• [Written request A]:
Answer these questions about the gun policy commentary:
(i) For roughly how many years has the writer been writing about firearms policy?
(ii) What was the big reveal of the Liberal announcement?
(iii) Where do the guns used in most firearm homicides in Canada come from, according to the commentary?
• [Written request B]: Write a continuation of the gun policy commentary, starting after its final sentence.

[Start Text to read]

In my 15 years or so of writing about firearms policy, here’s been a constant problem: gun policy is complicated, the broader public doesn't know much about it, and it's hard (impossible?) to make any coherent arguments without laying out the context, both of the specific proposals and the broader background. Working through what was announced yesterday, and how this clarifies a worrying shift in how the Liberals approach gun control, is going to be a bit of a process.
As of Tuesday morning, we are short a lot of details, because the Liberals chose to make their high-publicity announcement before they provided any technical briefings. (We'll come back to that later.) At first glance, it seems that lot of what the Liberals announced is stuff they'd either already committed to do or, in fact, already exists. (The Liberals?! Re-announcing stuff? Well, I never!) There is currently confusion about the ammunition magazine capacity limit — most non-gunnies won't know the difference between an internal magazine and a detachable one, but it's a huge difference, and the proposed legislation is unhelpfully vague. So stay tuned. But the actual centrepiece of the proposal, I have to admit, made me burst out laughing. On Twitter, I called it "peak Liberal." It really is a pretty perfect example of what's wrong with how the Liberals govern, but why they're great at politics.
The big reveal was a "freeze" on handgun sales in Canada, and their importation. Existing owners can keep theirs. It's not clear exactly when this will go in effect, so I imagine gun stores across the land are going to set sales records in the next few days. Once in place, the sale or transfer of a handgun — from either a store to an individual or between individuals — will be eliminated. Again, "frozen," as the Liberals call it.
At the most basic level, new government policies are intended to solve a problem: you see something that's wrong with the status quo, and you try to enact a policy to improve it. Parties tend to wrap their policies in lots of rhetorical flourishes, but if you tune out what the politicians are saying and look at what they're doing, you can get a decent sense of what their actual goal is. And there's been an interesting shift in what the Liberals have been doing with gun control these last few years. Monday's announcement is perhaps the ultimate example of this yet, the purest form of the new normal we've yet seen.
The Liberals are making a series of announcements that won't actually change, at all, how safe Canadians are from gun violence. The announcements do get a lot of attention, though. Because, clearly, getting the attention is itself the goal. The public-safety talking points are just the PR frosting on top of what is an entirely political exercise. Why else make the announcement before you give the press the technical briefings? The sequence tells you all you need to know. (The Star’s terrific Stephanie Levitz said all that needed saying on that front yesterday in a short Twitter thread.)
This is new. Up until a few years ago, while Conservatives and Liberals disagreed on a lot of the details, but they shared a common concept of what the purpose of our system was: to regulate the licensing of gun owners, set standards for storage and transport, and generally seek to keep gun crime (especially violent gun crime) in Canada at its generally low levels. The system functions very well. It is a genuine success story for government policy. Most of the firearm homicides in Canada are committed with guns smuggled in from the United States, outside the framework of our gun control. Canada's millions of lawful owners, and their many millions of firearms, are seldom responsible for crimes. The system works about as well as it can — you can tweak it, but it's fundamentally sound.

[End Text to read]
[Start Data records]

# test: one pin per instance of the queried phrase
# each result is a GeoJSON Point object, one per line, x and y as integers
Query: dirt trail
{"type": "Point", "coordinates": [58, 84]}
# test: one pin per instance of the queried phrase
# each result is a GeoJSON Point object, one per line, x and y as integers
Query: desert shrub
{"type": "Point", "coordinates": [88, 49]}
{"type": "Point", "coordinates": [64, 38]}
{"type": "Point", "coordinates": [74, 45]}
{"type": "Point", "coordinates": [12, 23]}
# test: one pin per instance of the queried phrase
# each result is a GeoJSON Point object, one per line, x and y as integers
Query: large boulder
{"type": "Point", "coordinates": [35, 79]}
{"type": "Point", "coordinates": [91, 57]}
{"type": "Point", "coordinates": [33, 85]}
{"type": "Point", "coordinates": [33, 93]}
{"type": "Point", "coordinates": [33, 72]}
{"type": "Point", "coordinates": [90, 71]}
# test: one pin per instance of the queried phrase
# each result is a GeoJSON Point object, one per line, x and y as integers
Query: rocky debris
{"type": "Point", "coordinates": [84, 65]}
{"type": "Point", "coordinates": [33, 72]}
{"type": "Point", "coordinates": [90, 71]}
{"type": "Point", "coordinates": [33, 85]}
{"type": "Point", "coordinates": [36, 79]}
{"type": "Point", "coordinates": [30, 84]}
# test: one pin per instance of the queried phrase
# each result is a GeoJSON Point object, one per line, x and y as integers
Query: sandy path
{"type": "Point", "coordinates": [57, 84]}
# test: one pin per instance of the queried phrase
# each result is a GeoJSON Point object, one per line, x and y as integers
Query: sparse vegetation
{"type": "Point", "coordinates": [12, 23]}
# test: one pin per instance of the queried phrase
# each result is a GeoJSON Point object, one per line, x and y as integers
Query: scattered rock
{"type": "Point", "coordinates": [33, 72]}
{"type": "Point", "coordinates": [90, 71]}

[End Data records]

• [Written answer A]:
(i) About 15 years.
(ii) A "freeze" on handgun sales in Canada and on their importation.
(iii) They are smuggled in from the United States.

• [Written answer B]:
What has changed in recent years is the shared understanding of the purpose of our gun control system. The Conservatives are, to put it mildly, in a state of transition of late, so who knows what the future will bring. But as of now, their gun policies remain within that once-shared framework: the problem isn't civilian ownership of firearms, it's crimes committed with guns. The Liberals shared that common framework at least up until at least 2018, during Justin Trudeau's first mandate (his only with a majority). The Liberals spent genuine time and energy crafting Bill C-71, their first crack at reforming our gun laws, and didn't change much from the Harper-era rules. The bill was a mixed bag, to my mind, with some good ideas mixed in with some bad ideas, but it was a serious bill — a thoughtful effort that was within the general consensus of what our gun laws are for and should do.
And then things began to change, starting around 2019 — which, no doubt entirely by coincidence, was the year the Liberals lost their parliamentary majority and became electorally dependent on a hyper-efficient vote in the country’s large urban areas.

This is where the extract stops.